━━ EXTRACTO

Caution conduce por la autopista intersideral (todo un guiño involuntario hacia el futuro y la pareja de Blade Runner —Ridley Scott, 1982— con el agente y la replicante) escapando al fin de Alphaville y liberando al mundo de la amenaza de una guerra nuclear.
Toda una metáfora de una idea de renovación juvenil (que necesitaba Occidente para auto depurarse de las guerras) y que la historia de aquellos años la muestra como expandiéndose —en tanto leyenda y virus— hacia todo el mundo.
Ahora, muchos de aquellos jóvenes del «amor libre» hoy son cadáveres y la realidad, como siempre, habrá seguido su camino. La Guerra Fría pasó a la historia y le siguieron otras historias y otras guerras igual de peligrosas.
Fue un buen intento… aunque seguimos creyendo que nuestros esfuerzos afectivos e intelectuales en verdad cambian lo real cuando, en verdad lo generan bajo un esquema operativo que refuerza los errores.

━━━━
━━ LISTADO PROPORCIONADO

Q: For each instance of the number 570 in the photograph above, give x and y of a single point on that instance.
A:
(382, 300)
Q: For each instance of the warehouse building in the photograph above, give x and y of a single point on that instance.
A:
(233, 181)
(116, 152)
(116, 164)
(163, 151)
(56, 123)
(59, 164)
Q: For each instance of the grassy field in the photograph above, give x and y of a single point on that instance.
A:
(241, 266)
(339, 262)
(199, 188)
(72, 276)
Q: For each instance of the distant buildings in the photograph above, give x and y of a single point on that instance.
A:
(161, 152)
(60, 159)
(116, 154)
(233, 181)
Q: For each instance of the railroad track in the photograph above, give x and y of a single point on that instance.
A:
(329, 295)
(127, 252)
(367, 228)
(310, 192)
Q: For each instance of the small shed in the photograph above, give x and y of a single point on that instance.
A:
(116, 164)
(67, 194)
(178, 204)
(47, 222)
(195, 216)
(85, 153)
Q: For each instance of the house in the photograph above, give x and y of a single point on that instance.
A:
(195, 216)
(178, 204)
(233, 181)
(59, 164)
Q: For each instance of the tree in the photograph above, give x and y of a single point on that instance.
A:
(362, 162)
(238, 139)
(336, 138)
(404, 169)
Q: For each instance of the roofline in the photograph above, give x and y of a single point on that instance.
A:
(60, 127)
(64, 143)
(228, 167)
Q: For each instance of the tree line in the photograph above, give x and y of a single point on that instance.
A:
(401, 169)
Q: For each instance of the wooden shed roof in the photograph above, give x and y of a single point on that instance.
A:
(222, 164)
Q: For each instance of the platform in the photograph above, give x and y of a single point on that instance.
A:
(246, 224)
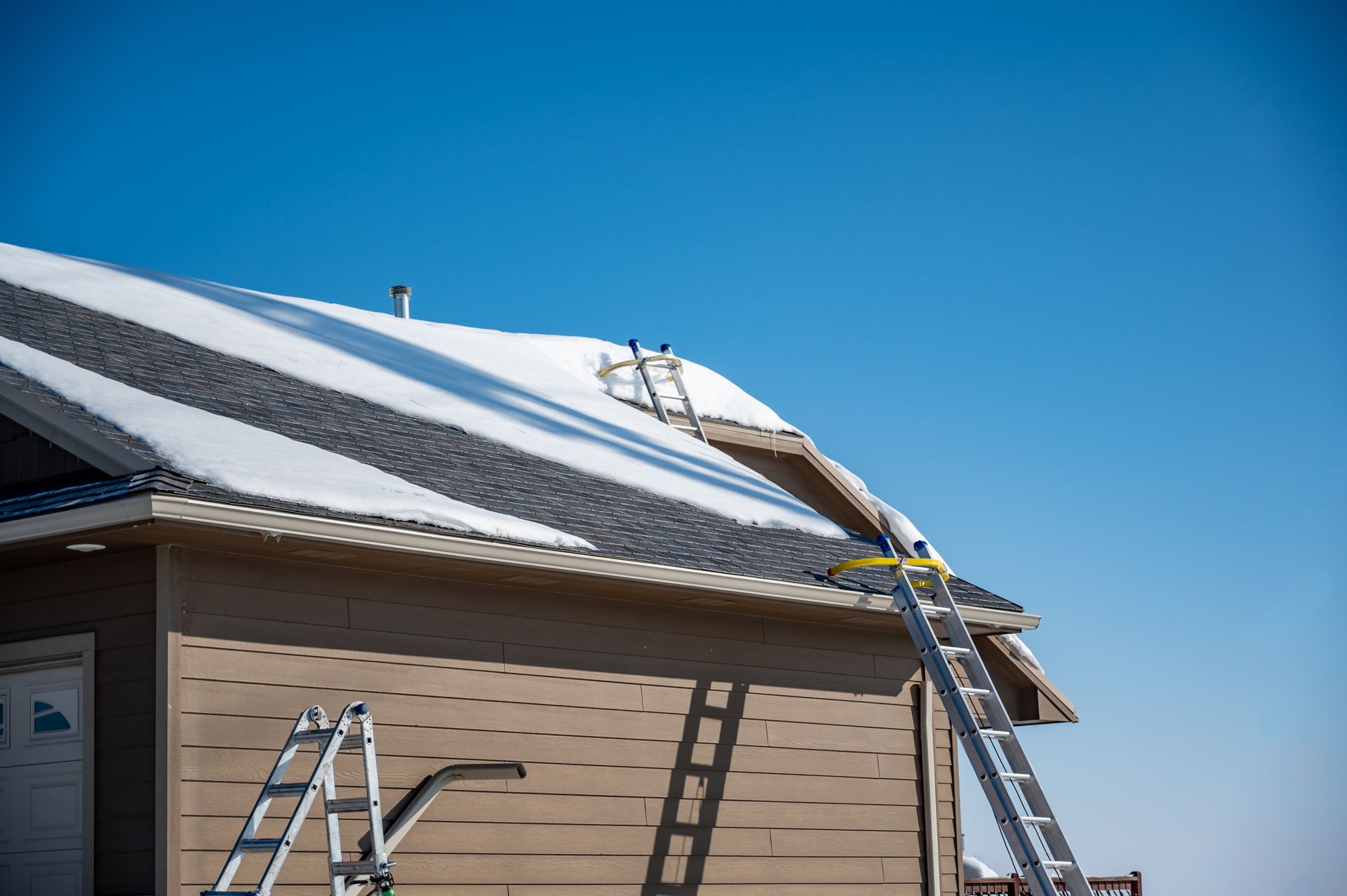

━━━━

* TAREAS DEL EJERCICIO:
- A) Enumera todos los nombres propios que aparecen en el extracto sobre Alphaville.
- B) Según el extracto sobre Alphaville, ¿de qué amenaza libera Caution al mundo?
- C) Prosigue el extracto sobre Alphaville a partir de su última oración.

* RESPUESTAS:
- A) Caution, Blade Runner, Ridley Scott, Alphaville, Occidente, Guerra Fría

- B) De la amenaza de una guerra nuclear.

- C)
La denuncia de Godard en Alphaville, sin embargo, es una de las pocas expresiones de la época que supo buscar cierta trascendencia en el decir, cierta voluntad superadora de aquello que quería combatir en lugar de solamente enfrentarlo, especialmente en el diálogo final en el automóvil entre una Natasha que despertaba a la consciencia y un Caution que los alejaba a ambos por la autopista Sideral del decadente Superestado: Simplemente Natasha aprendía a decir: «Yo te amo»…
***
Tráiler:
Horacio Carlos Ramírez (1956) nació en la ciudad de Bernal, Partido de Quilmes, en la provincia de Buenos Aires, República Argentina. Tras terminar sus estudios secundarios comenzó a estudiar ecología en la Facultad y Museo de Ciencias Naturales de La Plata, pero al cabo de algunos años:
Reconocí que estudiaba la vida no por ella, sino por la estética de la vida. Fue una época de duras decisiones, hasta que me encontré con una serie de autores y un antropólogo de la Facultad —el Dr. Héctor Blas Lahitte— que me orientaron hacia un ámbito donde la ciencia instrumental se daba la mano con el pensamiento estético en sus facetas más abstractas y a la vez encantadoras… pero ese entrelazamiento tenía un precio, que era reencausarlo todo de nuevo… y así comencé a estudiar por mi cuenta estética, antropología y simbología, cine, poética. Todo conducía a todas partes, todo se abría a una red de conocimientos que se transformaban en saberes que se auto promovían y auto justificaban.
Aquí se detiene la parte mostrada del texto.